#### Your instructions
Pick out each line in the rows below that contains the word "trees", and copy those lines.

Named object pointing entries
____________

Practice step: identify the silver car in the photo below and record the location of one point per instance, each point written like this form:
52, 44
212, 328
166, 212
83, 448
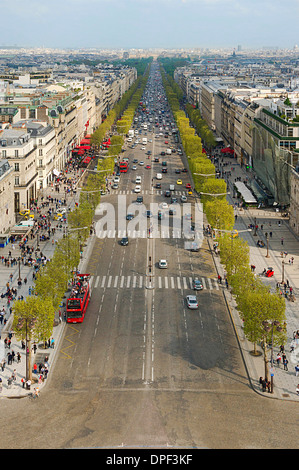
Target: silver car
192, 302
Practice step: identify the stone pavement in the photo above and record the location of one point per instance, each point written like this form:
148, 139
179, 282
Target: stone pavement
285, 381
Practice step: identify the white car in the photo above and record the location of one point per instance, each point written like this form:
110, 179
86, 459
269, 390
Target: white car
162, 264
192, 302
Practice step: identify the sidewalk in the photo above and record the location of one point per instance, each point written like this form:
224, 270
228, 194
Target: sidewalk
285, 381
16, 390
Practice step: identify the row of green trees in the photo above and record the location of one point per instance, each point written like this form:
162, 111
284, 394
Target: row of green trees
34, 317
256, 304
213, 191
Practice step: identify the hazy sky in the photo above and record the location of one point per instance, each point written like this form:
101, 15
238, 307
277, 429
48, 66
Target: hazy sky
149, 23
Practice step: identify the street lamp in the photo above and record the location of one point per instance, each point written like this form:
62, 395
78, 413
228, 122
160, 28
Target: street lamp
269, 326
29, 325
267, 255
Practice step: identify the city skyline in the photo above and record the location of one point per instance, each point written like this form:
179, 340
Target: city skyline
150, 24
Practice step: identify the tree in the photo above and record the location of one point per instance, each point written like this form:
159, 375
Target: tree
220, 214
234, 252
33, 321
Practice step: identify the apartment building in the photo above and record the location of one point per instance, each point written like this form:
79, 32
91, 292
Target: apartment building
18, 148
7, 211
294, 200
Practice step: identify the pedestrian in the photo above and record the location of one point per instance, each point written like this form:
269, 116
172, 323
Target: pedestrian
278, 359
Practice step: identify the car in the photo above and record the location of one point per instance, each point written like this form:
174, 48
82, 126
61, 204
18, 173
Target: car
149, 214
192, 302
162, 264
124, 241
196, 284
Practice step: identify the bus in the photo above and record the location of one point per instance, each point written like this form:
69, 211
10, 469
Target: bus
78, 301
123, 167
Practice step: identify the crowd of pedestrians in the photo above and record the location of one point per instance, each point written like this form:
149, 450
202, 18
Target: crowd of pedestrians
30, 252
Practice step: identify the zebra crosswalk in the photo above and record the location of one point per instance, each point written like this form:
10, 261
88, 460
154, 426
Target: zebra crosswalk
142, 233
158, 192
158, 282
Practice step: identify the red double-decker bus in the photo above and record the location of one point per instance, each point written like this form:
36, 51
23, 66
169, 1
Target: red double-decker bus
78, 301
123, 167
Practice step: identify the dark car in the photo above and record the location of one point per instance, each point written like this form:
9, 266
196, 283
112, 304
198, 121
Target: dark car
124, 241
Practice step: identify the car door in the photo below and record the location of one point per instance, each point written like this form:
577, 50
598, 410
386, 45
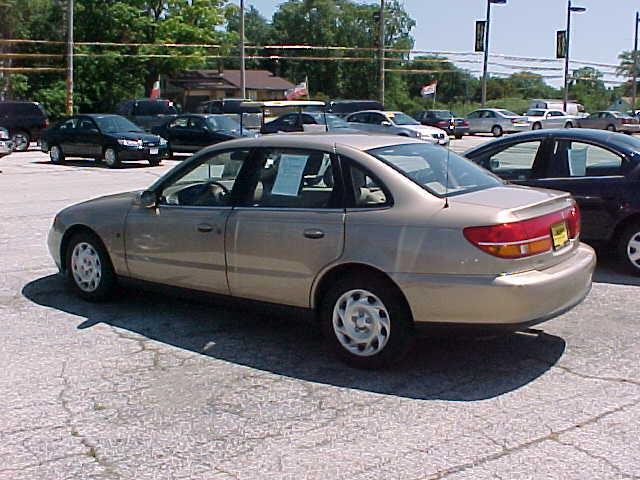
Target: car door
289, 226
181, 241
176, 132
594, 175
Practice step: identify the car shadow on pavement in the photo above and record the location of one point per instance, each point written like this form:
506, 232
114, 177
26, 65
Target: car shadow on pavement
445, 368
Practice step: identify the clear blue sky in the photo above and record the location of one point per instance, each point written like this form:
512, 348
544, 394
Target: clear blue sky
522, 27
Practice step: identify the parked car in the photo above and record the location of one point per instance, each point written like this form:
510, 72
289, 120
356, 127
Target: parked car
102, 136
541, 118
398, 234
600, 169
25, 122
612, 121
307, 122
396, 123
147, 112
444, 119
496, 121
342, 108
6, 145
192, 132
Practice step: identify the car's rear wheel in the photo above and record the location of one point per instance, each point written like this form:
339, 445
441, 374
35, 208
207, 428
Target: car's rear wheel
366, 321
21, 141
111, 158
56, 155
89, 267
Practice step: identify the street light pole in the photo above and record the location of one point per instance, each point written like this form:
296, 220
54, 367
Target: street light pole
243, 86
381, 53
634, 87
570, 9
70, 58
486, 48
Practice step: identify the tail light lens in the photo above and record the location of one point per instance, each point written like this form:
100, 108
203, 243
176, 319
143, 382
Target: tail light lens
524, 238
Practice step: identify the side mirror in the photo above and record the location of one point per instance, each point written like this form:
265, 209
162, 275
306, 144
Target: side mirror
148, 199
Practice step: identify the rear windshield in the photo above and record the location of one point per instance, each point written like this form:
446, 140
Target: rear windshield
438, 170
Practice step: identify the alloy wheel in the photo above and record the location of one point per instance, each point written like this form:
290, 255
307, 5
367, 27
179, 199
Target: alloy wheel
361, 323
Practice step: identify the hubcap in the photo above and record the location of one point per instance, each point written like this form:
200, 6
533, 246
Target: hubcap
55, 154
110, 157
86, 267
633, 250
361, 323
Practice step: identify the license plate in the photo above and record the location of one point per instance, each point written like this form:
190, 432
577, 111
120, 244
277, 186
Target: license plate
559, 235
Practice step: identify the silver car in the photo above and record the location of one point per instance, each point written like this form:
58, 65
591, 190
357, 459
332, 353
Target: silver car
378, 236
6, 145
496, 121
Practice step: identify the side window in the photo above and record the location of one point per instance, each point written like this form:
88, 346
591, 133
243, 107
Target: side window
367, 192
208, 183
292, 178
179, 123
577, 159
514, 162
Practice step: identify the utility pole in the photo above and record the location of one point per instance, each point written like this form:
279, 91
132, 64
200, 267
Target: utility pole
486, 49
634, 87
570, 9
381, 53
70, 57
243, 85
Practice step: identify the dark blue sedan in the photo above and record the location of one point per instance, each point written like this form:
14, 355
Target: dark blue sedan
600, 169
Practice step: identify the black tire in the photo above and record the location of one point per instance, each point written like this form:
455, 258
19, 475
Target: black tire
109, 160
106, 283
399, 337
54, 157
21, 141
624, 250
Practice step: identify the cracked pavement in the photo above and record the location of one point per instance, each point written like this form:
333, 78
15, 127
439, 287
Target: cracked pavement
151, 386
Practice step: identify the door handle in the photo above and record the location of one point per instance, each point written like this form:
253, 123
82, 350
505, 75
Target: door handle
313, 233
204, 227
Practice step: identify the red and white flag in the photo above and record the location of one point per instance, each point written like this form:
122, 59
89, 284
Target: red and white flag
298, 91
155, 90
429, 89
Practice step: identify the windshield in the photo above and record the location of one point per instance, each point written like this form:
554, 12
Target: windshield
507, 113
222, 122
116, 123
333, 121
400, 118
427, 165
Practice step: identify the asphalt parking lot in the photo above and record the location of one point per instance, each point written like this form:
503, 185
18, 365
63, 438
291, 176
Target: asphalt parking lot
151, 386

____________

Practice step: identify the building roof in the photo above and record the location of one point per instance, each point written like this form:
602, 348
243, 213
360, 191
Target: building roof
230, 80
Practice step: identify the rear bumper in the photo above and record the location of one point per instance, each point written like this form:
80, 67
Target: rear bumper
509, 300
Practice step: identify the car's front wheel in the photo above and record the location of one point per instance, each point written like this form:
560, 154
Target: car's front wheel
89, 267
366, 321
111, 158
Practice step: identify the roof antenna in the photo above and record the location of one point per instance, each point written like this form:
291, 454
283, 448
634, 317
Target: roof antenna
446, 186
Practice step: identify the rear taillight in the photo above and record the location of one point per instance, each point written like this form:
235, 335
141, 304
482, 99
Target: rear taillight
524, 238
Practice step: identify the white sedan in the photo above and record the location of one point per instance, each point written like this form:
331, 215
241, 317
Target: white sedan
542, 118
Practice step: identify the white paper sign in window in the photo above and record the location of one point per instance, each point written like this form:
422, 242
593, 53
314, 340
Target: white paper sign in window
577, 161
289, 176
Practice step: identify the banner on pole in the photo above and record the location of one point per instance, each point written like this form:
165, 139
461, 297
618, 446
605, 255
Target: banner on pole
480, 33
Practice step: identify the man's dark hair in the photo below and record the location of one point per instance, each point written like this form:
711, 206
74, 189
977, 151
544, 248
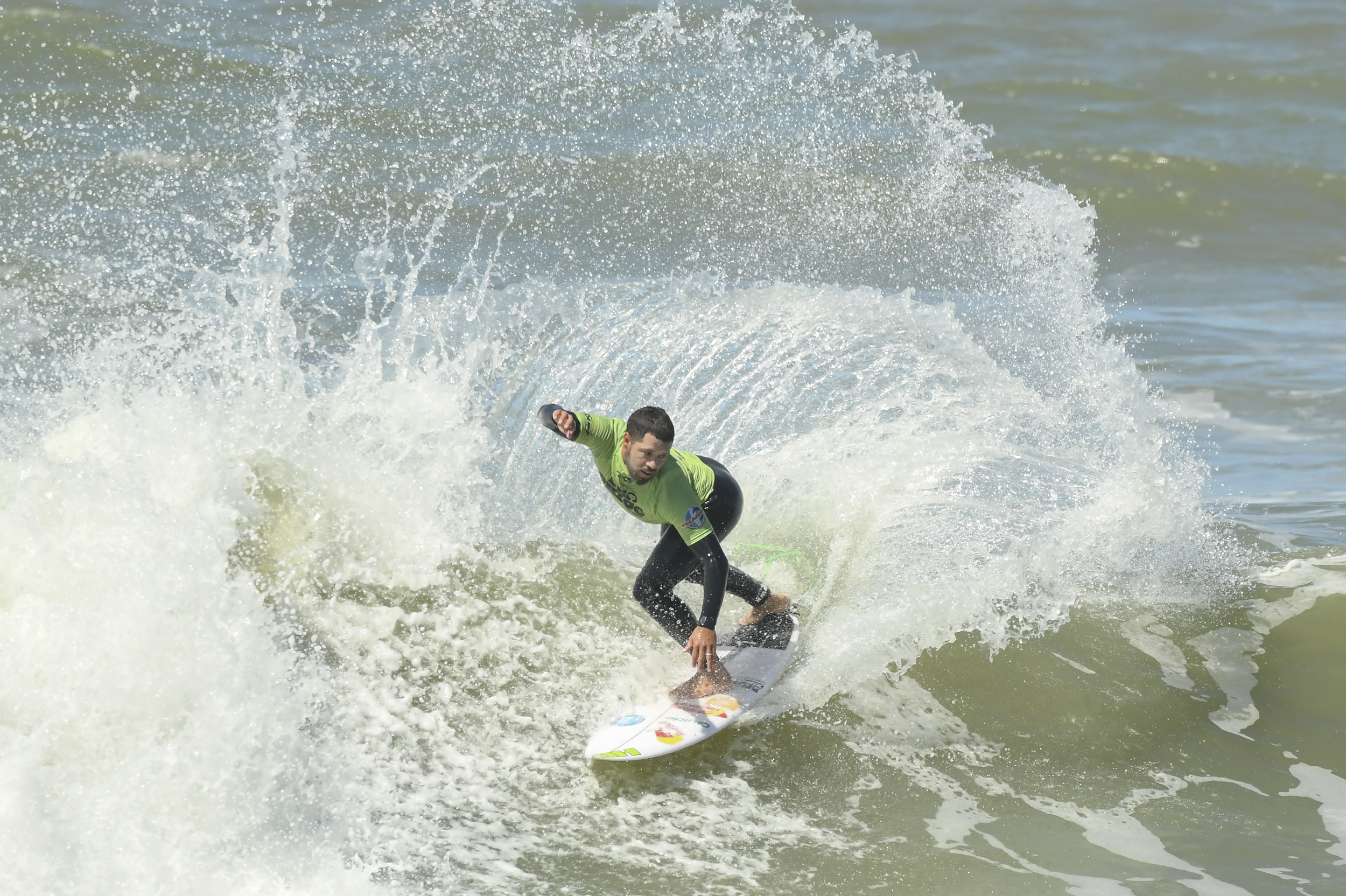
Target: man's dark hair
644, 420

____________

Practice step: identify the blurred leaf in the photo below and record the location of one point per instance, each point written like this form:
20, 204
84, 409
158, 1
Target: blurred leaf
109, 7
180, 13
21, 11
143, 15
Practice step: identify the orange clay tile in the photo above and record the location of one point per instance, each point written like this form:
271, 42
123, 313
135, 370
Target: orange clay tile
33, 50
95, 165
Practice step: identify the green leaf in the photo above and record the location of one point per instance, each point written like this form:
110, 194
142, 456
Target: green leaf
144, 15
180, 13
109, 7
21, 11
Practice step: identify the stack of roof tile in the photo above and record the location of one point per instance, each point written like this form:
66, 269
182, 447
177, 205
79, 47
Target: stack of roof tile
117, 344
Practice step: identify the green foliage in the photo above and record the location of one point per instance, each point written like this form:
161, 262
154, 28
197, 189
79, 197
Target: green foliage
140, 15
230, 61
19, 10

____________

#### Response
Practice step: identify the row of green trees in the photo above and record the location of one point per instance, each point written like this form:
Target: row of green trees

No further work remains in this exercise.